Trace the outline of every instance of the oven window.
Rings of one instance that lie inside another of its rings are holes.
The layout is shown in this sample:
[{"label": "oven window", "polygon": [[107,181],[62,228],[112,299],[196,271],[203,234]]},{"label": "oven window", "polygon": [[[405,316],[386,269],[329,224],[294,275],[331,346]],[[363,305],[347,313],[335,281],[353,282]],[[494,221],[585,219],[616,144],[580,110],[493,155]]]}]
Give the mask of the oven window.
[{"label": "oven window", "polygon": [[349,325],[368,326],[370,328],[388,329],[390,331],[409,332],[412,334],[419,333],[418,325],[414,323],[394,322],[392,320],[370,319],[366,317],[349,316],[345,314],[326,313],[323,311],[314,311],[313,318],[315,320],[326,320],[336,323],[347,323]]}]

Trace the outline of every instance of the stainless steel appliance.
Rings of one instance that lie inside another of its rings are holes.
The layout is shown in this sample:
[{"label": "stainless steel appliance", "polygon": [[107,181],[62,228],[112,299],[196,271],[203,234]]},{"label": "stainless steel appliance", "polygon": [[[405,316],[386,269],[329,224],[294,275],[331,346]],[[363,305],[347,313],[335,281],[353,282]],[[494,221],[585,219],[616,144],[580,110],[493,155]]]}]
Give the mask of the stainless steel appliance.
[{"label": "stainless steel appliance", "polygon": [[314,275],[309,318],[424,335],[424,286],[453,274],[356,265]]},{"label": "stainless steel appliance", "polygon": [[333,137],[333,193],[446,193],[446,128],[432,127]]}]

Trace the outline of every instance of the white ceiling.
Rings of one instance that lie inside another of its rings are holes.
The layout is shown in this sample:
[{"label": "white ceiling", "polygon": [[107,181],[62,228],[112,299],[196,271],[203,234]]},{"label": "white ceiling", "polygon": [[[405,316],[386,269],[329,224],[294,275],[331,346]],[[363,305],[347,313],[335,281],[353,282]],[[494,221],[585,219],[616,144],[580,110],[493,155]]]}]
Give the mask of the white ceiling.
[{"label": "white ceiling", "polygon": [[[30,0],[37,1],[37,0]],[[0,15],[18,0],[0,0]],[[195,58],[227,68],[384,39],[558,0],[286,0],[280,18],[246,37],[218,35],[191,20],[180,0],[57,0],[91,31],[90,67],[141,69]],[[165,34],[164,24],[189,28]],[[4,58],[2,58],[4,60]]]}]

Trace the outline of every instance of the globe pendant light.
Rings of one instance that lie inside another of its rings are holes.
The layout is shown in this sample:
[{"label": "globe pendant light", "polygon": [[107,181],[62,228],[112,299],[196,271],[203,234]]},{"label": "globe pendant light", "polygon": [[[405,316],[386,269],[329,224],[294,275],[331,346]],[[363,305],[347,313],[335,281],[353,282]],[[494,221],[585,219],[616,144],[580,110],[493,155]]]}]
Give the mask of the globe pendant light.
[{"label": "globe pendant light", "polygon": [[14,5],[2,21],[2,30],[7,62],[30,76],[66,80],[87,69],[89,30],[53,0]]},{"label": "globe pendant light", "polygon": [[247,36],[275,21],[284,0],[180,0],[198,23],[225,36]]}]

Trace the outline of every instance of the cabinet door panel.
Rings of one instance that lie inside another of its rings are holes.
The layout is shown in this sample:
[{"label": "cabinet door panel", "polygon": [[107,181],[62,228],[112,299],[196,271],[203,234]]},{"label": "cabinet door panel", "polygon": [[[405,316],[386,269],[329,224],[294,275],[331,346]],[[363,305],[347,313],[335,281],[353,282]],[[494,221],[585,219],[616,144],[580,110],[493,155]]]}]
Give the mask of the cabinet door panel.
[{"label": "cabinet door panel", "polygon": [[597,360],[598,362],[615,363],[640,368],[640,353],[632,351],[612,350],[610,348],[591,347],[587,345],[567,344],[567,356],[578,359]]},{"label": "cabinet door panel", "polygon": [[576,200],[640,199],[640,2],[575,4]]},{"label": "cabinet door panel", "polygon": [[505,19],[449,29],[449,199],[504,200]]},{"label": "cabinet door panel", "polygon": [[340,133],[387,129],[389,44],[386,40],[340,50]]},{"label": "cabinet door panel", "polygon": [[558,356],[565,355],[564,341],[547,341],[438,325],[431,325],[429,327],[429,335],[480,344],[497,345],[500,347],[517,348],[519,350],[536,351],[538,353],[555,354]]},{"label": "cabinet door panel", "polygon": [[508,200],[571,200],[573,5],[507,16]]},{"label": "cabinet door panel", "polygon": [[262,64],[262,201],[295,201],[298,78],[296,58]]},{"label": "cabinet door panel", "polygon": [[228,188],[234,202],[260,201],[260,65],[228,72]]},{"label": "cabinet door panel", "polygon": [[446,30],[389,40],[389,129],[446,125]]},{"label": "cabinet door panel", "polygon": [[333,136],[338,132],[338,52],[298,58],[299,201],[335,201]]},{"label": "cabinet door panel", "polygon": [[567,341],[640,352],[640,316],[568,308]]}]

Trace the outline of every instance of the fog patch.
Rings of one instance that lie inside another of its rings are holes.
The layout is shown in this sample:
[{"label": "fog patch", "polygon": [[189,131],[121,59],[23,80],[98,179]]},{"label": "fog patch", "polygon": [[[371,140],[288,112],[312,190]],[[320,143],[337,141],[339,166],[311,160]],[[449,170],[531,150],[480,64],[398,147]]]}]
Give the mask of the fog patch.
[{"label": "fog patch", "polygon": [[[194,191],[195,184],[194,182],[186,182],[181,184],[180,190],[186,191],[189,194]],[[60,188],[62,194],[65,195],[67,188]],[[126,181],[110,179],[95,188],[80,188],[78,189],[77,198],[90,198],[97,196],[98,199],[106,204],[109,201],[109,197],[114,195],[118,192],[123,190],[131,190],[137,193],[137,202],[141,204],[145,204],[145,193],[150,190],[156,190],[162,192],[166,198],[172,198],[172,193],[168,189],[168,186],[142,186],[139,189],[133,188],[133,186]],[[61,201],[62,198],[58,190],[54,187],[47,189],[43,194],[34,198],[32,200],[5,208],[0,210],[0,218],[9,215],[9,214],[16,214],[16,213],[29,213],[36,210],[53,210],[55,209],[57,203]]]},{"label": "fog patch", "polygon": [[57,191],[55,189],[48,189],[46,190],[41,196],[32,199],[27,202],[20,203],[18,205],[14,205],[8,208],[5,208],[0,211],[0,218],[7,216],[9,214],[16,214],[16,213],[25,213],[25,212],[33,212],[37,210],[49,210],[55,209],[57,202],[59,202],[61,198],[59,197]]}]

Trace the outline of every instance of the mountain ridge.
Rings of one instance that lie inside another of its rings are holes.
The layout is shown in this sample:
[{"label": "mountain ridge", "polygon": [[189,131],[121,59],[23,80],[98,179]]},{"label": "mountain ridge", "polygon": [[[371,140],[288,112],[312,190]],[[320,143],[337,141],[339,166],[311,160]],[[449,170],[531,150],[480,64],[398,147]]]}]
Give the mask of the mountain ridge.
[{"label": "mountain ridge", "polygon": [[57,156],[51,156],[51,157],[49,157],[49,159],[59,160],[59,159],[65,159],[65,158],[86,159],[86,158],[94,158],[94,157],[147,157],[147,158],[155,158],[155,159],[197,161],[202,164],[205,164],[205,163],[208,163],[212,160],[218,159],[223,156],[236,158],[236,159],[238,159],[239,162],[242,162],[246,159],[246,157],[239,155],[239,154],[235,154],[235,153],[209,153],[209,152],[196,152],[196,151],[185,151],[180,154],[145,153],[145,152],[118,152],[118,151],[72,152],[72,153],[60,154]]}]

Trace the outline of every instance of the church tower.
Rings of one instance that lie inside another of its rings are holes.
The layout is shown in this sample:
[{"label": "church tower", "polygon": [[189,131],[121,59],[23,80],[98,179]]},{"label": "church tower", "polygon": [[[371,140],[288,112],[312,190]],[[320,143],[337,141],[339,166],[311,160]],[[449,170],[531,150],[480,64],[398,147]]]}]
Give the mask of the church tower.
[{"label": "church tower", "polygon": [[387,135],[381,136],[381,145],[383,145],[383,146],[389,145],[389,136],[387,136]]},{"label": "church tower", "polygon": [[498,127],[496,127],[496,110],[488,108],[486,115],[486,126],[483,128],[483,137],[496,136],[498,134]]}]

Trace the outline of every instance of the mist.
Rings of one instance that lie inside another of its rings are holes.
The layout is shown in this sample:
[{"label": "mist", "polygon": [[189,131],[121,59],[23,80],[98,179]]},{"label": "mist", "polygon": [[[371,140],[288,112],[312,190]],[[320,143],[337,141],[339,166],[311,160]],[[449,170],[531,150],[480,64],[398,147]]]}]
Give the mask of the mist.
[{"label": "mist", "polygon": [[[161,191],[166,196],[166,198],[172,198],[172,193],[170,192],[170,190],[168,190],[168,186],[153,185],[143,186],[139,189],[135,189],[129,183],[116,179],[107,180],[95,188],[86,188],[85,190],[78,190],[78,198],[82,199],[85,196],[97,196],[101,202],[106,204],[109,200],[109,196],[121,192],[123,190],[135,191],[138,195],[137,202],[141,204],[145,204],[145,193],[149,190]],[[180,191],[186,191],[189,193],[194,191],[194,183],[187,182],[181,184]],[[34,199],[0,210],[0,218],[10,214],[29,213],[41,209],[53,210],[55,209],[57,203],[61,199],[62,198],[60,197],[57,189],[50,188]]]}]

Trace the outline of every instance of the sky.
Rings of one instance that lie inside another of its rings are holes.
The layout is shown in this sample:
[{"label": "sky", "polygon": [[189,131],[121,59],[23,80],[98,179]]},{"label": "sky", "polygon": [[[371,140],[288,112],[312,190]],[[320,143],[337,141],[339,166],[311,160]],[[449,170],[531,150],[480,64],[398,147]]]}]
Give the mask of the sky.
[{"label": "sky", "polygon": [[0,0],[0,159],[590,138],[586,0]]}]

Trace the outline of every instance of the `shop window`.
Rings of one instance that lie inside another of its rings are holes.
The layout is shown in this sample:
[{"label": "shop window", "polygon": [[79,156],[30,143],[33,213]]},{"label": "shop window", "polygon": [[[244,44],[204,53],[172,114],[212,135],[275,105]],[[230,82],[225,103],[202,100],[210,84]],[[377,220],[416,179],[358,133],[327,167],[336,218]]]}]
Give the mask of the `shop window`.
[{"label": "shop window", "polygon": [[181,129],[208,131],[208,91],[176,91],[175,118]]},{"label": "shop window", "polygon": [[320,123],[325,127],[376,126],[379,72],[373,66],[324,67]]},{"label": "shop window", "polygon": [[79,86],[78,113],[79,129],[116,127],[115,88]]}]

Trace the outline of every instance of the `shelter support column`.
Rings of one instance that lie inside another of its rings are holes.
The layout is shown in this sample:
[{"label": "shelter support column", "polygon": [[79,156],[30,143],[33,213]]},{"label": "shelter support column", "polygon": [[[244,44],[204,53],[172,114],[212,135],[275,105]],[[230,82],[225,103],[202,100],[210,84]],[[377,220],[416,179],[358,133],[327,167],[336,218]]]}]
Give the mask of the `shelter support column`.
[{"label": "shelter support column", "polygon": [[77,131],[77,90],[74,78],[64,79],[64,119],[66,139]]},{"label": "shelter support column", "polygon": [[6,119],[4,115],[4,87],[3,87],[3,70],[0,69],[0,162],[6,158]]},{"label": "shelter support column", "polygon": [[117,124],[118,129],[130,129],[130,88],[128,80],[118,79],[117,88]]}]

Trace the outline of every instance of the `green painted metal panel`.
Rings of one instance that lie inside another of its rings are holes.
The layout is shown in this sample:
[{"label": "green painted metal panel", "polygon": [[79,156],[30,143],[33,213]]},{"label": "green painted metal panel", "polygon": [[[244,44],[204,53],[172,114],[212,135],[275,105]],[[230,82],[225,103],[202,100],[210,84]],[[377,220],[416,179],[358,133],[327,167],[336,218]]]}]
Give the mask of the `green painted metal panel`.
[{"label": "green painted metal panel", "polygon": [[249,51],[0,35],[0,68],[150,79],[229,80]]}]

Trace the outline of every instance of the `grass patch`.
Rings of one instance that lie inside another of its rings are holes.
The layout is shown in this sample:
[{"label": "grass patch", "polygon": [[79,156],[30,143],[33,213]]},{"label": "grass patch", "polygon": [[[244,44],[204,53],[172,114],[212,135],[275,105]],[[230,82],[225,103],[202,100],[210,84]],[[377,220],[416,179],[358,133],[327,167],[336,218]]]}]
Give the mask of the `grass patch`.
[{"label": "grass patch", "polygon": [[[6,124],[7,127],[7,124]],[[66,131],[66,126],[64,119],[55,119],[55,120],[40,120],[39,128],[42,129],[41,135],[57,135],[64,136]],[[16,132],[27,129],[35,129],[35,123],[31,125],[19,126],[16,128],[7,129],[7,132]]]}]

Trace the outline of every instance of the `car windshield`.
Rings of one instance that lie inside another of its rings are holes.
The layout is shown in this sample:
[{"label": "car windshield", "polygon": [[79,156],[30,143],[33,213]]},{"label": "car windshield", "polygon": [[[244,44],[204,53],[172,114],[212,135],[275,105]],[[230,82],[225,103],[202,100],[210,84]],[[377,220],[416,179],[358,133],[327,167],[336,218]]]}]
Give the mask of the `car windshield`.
==============================
● WHAT IS REQUIRED
Filter the material for the word "windshield" and copy each matching line.

● ANSWER FOR THIS EXERCISE
Trace the outline of every instance of the `car windshield`.
[{"label": "car windshield", "polygon": [[79,156],[30,143],[33,213]]},{"label": "car windshield", "polygon": [[[244,44],[204,53],[172,114],[212,135],[275,105]],[[230,82],[225,103],[202,100],[210,84]],[[377,220],[416,179],[358,133],[327,167],[336,218]]]}]
Give the mask of the `car windshield`.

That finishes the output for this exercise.